» WHAT YOU ARE ASKED TO DO: Each line of the data holding "flower" should be found and copied.

» EXTRACTED DATA:
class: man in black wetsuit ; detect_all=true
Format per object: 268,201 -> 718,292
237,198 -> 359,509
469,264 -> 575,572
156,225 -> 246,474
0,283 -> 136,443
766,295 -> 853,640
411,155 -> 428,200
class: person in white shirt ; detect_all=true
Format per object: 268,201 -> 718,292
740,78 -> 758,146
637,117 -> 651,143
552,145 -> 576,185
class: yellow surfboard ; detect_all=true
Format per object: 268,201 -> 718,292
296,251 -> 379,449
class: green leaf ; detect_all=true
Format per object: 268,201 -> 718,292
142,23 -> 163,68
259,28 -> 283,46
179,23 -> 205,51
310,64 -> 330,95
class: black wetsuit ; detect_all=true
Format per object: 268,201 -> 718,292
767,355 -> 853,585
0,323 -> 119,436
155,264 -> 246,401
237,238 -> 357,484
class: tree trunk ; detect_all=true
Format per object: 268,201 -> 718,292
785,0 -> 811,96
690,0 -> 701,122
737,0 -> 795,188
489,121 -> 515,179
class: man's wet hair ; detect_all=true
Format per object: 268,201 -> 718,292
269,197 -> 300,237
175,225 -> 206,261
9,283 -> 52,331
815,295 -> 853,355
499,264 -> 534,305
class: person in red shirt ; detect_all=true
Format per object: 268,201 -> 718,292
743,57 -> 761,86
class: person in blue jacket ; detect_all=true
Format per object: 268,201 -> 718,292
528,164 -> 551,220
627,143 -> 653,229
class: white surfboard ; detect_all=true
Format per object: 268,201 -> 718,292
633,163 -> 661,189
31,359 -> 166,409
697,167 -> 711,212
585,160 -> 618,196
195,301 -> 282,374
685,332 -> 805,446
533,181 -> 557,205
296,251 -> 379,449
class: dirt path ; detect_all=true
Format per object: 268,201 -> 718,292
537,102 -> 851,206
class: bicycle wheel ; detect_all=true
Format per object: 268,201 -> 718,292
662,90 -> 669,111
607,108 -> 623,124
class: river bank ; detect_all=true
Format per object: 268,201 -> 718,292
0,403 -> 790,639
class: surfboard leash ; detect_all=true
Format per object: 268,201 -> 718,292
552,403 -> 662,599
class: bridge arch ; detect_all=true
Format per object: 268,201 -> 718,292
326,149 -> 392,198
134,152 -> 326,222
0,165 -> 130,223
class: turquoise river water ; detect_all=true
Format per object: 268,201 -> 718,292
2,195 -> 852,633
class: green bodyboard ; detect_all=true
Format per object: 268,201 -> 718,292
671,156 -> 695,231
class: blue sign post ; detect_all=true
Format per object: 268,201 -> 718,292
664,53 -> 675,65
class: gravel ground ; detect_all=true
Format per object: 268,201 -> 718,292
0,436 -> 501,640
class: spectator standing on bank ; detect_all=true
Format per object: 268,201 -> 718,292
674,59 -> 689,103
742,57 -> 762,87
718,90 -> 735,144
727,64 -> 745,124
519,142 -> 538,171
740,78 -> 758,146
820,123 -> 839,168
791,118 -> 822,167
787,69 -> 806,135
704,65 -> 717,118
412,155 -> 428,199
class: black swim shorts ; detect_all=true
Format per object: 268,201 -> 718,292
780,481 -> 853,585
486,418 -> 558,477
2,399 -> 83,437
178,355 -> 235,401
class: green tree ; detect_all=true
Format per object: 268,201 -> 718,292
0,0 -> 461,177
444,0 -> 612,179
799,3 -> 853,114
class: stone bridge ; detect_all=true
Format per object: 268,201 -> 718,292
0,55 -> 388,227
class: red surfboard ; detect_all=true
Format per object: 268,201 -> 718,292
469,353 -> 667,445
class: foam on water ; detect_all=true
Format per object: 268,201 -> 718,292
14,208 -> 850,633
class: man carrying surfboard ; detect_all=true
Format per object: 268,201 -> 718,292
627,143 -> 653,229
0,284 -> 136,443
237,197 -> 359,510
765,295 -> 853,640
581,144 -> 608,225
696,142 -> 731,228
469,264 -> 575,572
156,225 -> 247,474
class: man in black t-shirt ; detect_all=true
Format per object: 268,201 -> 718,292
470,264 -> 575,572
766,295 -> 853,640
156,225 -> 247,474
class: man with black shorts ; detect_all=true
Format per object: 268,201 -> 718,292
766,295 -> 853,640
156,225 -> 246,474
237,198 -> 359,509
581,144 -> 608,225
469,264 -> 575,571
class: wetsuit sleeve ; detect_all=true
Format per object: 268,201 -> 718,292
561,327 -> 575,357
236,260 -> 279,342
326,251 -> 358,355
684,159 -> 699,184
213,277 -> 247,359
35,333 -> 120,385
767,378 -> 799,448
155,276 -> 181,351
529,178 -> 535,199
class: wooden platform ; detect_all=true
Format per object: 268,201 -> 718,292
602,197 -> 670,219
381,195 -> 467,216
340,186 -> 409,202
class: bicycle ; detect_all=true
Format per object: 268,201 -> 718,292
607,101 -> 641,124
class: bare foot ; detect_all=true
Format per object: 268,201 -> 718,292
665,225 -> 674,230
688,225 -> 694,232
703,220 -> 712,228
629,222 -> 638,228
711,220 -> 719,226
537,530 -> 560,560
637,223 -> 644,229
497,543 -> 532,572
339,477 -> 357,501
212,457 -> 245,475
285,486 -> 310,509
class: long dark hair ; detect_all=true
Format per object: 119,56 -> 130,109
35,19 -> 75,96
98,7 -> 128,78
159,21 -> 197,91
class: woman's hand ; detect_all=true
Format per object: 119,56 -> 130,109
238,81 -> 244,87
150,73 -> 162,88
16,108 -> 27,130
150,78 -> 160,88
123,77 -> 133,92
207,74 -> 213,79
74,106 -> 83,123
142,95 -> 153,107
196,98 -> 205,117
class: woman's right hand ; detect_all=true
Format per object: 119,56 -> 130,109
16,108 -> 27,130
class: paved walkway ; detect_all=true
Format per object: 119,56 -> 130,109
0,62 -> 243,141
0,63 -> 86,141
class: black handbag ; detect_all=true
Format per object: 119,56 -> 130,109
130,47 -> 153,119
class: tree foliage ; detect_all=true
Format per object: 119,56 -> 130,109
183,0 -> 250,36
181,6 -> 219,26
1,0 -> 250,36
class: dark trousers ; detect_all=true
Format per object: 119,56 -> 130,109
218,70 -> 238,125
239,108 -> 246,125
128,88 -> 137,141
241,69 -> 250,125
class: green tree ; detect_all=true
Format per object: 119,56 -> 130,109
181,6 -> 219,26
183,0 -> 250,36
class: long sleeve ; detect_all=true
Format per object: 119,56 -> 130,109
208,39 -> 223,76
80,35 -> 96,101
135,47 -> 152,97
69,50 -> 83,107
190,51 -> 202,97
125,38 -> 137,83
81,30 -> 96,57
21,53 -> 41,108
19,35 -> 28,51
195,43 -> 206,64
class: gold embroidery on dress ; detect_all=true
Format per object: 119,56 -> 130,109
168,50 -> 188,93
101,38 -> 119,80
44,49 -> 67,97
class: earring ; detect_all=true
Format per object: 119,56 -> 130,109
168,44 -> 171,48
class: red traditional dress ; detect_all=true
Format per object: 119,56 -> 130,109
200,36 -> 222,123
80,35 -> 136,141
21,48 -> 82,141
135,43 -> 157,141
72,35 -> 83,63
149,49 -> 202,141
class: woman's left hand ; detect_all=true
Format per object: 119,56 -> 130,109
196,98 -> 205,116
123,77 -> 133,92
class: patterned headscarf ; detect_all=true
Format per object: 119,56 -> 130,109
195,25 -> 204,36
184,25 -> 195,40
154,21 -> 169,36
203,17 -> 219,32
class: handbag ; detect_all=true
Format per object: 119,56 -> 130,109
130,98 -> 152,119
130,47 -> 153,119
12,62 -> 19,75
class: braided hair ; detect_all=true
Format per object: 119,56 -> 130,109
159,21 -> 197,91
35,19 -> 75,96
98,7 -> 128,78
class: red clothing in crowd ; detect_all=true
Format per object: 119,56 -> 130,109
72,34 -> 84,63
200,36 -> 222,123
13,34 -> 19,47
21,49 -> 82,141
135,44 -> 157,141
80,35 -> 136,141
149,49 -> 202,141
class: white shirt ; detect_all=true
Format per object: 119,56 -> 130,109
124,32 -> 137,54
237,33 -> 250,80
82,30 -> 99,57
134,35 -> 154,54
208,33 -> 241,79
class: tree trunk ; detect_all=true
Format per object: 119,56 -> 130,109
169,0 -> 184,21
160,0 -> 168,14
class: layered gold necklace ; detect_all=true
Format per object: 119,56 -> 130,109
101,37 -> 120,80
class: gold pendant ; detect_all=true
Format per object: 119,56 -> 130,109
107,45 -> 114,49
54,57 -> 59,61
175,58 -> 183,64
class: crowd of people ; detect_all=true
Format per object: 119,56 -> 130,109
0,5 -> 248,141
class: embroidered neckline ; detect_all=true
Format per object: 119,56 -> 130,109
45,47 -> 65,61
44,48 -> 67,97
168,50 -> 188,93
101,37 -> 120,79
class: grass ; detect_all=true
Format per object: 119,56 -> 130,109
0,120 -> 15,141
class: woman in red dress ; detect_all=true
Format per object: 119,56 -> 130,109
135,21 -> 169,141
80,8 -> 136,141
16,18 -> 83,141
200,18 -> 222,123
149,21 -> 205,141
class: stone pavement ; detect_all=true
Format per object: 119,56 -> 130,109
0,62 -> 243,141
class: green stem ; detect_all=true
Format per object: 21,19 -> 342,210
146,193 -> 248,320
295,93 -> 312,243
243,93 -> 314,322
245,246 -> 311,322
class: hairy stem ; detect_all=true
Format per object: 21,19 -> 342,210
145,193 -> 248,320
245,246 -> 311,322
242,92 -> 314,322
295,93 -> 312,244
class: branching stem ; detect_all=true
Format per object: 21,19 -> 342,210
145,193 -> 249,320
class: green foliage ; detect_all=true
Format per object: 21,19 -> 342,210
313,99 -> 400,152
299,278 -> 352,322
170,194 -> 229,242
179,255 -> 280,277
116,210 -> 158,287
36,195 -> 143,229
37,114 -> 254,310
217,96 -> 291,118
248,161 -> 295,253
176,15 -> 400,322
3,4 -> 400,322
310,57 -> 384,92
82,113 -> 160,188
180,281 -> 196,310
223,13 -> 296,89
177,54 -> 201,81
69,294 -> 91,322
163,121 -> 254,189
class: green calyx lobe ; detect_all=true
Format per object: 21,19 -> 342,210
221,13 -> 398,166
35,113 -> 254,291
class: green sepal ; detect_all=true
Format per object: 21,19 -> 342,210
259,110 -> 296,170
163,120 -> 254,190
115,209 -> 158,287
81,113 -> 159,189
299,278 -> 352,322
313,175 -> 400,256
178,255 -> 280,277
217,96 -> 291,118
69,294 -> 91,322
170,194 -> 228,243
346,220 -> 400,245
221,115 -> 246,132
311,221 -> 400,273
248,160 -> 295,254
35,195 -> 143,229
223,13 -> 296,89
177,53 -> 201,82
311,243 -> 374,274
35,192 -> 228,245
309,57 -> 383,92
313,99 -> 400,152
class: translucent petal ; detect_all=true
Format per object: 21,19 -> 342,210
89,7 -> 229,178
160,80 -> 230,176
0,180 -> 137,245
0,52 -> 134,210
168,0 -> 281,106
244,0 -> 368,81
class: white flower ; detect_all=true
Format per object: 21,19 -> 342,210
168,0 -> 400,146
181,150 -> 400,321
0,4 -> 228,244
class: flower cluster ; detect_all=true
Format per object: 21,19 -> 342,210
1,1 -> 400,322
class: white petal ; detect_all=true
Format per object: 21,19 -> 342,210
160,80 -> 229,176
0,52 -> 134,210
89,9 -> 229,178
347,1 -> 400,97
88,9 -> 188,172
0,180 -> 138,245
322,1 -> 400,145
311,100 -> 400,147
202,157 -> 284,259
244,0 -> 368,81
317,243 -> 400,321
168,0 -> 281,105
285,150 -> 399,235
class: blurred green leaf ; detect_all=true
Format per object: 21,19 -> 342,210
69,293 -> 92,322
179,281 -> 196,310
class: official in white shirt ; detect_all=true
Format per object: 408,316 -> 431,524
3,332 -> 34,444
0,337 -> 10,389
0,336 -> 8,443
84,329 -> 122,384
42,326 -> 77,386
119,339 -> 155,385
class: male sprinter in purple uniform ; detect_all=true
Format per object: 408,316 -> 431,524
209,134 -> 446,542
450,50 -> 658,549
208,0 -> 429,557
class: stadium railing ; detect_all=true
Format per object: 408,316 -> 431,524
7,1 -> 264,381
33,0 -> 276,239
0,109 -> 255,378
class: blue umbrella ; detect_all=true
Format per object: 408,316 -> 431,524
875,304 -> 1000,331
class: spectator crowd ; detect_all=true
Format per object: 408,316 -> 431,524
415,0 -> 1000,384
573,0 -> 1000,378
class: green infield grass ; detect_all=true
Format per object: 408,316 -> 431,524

» RESULT FOR THIS TASK:
class: white flower ; detect_all=true
class: flower cluster ; detect_all=true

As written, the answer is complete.